┌─ DATA PROVIDED
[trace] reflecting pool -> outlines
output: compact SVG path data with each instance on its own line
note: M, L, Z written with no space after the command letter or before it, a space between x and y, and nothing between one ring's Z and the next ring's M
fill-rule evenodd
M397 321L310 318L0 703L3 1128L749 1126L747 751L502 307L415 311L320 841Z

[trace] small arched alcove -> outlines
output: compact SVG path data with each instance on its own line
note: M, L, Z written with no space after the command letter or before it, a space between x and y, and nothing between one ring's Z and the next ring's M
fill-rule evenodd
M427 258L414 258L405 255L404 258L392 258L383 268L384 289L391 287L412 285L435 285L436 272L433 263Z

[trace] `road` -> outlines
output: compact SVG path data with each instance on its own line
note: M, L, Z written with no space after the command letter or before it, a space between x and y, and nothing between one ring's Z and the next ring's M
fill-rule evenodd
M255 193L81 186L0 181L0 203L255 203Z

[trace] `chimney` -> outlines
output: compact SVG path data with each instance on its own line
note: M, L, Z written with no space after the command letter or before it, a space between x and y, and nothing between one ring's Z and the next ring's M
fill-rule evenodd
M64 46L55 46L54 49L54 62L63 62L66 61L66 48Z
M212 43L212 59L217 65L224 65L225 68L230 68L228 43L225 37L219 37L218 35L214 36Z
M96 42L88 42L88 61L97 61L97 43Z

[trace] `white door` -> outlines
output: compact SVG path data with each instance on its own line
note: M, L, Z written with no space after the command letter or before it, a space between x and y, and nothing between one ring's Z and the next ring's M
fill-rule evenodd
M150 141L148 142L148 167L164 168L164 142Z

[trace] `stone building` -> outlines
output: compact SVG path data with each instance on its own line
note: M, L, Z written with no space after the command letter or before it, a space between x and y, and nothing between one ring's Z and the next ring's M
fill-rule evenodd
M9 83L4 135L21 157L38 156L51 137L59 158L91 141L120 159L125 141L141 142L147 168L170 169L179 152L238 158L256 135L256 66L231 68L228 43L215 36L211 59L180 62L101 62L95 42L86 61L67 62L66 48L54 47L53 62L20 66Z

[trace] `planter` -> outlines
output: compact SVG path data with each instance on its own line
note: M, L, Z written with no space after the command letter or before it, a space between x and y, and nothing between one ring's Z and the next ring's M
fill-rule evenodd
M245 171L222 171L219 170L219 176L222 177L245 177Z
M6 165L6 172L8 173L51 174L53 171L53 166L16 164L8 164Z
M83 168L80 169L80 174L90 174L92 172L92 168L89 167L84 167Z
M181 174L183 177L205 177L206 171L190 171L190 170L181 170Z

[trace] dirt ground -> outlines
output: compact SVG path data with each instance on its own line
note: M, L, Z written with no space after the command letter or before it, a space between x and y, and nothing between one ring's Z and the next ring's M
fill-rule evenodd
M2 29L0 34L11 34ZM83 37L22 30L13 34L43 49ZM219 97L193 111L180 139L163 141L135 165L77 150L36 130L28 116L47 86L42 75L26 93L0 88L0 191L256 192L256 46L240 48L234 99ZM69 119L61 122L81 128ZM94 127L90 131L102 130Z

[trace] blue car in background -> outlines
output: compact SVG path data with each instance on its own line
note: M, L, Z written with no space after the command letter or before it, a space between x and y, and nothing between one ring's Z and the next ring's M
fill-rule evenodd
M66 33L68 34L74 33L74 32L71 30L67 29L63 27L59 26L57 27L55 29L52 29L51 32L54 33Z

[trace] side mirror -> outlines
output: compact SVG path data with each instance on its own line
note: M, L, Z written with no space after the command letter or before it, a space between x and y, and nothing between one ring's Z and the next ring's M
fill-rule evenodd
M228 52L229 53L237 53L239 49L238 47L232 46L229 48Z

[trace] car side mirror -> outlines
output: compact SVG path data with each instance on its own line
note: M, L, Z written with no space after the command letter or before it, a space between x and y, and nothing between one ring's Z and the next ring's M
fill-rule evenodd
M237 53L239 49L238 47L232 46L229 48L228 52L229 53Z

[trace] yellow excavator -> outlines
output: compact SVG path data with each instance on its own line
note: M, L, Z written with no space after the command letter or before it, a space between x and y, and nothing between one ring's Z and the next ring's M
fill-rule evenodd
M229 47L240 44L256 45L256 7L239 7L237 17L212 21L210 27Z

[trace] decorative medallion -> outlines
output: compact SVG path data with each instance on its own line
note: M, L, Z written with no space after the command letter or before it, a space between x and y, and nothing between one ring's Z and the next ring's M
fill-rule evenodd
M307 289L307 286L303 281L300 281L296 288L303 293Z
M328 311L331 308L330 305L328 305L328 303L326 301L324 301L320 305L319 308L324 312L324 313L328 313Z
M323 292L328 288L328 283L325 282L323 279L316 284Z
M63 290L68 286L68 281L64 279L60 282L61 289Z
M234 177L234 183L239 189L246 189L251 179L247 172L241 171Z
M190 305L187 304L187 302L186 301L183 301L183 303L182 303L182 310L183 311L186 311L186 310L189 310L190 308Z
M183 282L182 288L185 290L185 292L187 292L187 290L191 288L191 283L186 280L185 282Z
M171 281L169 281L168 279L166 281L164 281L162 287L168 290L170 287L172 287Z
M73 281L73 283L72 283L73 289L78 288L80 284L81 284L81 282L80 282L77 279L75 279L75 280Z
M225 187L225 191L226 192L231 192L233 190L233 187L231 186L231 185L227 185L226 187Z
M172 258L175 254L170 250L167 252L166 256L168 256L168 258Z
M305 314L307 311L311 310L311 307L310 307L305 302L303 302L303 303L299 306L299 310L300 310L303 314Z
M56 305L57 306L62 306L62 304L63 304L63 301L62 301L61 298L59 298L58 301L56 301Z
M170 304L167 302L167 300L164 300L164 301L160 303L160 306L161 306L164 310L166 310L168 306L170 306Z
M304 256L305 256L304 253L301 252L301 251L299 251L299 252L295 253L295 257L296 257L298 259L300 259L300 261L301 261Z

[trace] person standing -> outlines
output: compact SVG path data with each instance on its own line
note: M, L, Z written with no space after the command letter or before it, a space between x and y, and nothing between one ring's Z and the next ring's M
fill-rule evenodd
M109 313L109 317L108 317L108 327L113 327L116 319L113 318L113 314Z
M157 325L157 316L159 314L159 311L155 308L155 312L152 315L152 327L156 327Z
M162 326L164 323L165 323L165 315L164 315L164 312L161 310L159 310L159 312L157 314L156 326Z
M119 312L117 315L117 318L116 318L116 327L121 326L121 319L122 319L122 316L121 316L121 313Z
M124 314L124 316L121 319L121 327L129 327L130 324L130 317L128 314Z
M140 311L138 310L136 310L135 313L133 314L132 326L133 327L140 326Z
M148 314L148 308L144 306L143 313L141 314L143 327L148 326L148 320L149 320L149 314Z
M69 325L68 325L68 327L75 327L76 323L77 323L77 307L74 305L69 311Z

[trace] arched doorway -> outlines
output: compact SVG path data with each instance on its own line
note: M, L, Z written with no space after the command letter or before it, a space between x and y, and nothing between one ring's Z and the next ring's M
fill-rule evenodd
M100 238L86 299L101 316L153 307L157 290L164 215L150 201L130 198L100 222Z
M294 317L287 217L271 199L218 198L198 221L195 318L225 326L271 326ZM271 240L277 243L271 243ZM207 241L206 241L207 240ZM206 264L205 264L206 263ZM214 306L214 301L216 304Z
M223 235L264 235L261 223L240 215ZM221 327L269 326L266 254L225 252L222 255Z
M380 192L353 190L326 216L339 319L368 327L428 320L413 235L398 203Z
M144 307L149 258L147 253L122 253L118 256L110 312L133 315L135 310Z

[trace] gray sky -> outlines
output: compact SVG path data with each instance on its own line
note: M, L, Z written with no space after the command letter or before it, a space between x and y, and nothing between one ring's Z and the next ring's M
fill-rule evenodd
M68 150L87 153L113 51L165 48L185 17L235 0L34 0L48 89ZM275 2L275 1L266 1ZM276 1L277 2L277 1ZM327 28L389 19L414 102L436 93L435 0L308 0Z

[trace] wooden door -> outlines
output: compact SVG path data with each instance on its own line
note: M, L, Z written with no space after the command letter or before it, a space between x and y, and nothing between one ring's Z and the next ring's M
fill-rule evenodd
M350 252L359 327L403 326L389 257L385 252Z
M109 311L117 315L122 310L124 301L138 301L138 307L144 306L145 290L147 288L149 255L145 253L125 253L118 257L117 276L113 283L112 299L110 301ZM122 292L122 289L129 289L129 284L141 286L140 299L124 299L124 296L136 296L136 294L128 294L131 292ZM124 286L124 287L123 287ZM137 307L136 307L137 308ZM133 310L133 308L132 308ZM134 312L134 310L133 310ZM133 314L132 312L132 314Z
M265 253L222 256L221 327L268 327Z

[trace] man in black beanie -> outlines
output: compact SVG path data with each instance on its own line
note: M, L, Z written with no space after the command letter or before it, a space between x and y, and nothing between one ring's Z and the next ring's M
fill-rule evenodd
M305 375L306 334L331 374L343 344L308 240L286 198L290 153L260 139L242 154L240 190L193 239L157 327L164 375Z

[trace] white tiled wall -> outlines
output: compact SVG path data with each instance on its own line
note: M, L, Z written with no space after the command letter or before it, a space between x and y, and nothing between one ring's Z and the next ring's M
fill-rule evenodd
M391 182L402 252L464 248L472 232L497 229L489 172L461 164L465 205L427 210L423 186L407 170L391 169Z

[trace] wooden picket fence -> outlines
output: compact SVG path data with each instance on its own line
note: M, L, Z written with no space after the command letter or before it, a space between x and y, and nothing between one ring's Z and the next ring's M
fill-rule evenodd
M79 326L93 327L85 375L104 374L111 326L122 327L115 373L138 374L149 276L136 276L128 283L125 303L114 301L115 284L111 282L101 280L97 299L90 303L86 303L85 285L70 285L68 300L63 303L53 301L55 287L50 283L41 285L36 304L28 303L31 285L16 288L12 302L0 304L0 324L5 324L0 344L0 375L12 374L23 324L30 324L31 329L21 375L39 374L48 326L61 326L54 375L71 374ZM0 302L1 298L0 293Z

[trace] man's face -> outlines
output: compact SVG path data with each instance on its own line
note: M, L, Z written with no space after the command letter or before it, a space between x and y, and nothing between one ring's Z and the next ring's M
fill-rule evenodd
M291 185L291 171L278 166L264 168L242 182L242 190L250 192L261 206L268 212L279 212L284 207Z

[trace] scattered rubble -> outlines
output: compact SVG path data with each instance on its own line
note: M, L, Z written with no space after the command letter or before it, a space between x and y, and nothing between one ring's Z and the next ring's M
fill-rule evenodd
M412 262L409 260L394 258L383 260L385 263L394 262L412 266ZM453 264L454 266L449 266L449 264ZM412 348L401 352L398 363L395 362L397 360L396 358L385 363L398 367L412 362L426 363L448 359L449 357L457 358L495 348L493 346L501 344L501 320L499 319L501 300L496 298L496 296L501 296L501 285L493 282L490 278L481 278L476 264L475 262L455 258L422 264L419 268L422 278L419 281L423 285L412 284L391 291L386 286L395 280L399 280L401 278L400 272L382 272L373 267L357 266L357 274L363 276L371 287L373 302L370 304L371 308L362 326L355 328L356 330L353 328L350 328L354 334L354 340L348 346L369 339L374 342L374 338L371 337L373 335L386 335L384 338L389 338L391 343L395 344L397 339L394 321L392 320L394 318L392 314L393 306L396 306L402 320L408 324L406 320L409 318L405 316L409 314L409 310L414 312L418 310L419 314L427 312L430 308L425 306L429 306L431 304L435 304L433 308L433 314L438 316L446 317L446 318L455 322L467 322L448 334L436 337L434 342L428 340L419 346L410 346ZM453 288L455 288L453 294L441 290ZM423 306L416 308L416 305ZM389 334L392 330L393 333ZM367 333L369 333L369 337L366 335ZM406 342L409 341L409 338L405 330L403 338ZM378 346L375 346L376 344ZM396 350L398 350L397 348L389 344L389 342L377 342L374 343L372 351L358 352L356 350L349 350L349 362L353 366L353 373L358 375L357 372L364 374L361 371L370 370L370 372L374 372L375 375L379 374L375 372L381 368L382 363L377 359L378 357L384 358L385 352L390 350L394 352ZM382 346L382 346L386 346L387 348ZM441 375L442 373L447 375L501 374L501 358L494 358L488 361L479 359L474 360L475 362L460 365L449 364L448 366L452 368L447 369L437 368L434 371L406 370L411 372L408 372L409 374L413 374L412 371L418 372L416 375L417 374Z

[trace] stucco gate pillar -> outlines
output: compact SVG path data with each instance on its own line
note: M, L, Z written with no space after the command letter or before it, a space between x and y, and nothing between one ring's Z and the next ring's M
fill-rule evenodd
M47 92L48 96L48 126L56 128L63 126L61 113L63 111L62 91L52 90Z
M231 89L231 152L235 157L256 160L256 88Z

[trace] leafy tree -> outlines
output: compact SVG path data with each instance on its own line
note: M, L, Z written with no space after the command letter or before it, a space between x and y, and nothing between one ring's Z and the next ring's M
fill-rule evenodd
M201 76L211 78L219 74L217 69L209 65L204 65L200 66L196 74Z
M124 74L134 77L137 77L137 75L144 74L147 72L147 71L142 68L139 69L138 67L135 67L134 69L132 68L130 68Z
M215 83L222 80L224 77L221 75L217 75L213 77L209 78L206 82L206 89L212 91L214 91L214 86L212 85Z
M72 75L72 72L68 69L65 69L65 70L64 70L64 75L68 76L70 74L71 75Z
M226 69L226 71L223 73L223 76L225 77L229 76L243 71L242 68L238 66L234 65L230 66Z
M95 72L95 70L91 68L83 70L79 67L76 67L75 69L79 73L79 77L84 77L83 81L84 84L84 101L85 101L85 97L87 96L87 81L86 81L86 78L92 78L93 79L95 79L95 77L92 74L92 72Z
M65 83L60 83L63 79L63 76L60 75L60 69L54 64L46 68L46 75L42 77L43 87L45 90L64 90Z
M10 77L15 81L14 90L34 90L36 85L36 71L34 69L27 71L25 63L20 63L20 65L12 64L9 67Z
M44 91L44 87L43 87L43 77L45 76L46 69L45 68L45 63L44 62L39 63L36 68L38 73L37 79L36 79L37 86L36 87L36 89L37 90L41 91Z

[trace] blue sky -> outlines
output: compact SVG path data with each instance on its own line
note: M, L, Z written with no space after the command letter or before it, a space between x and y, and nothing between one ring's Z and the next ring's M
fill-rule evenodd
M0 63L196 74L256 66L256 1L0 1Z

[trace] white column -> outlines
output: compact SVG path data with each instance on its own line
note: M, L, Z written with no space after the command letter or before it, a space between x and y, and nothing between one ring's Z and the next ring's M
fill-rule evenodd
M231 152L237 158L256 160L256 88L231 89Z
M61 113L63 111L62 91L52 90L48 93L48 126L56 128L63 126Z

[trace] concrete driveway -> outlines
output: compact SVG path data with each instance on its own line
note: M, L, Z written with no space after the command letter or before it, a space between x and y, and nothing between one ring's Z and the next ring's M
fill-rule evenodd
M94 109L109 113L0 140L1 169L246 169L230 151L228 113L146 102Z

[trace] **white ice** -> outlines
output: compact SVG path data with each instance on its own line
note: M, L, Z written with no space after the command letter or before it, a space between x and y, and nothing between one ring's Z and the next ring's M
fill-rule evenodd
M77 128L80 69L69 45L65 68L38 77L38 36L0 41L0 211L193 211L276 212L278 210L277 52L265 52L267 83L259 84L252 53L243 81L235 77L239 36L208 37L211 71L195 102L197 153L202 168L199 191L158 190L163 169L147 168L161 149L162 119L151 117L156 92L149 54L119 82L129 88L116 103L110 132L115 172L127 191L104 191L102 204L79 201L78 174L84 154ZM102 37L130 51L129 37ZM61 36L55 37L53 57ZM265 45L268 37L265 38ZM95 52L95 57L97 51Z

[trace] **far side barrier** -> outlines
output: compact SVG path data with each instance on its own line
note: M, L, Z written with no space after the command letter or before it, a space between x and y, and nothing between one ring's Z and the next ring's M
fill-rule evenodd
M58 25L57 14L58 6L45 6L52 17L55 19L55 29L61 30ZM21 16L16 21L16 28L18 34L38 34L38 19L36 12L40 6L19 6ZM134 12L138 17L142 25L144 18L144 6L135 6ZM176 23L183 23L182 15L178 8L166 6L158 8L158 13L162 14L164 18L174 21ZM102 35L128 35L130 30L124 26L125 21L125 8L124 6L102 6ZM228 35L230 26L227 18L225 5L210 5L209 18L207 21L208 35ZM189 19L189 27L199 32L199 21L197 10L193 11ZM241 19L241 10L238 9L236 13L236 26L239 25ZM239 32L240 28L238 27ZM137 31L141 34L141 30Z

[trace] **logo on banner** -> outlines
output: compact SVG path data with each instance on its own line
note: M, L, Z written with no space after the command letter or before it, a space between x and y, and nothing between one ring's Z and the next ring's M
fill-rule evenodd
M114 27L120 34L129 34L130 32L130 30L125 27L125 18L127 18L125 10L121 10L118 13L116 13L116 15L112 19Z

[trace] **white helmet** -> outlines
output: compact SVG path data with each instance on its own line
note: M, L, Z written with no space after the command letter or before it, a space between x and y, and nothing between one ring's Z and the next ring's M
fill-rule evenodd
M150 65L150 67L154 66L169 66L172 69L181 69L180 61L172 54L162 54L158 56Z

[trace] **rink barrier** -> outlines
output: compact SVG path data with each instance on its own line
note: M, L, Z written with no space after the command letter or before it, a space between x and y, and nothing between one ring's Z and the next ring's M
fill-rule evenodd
└─
▶ DESCRIPTION OF THE TASK
Update the records from the start up to and including the line with "M397 321L310 318L0", changing "reflecting pool" to "ornamental pond" and keeping everything else the same.

▶ THE RESULT
[trace] ornamental pond -> outlines
output: compact SVG path data with each instance on its own line
note: M, L, Z written with no space after the command letter or before it, a space between x and y, and nothing between one ring's Z and the next ring's M
fill-rule evenodd
M397 321L310 318L0 703L3 1128L749 1126L747 751L502 307L415 311L320 841Z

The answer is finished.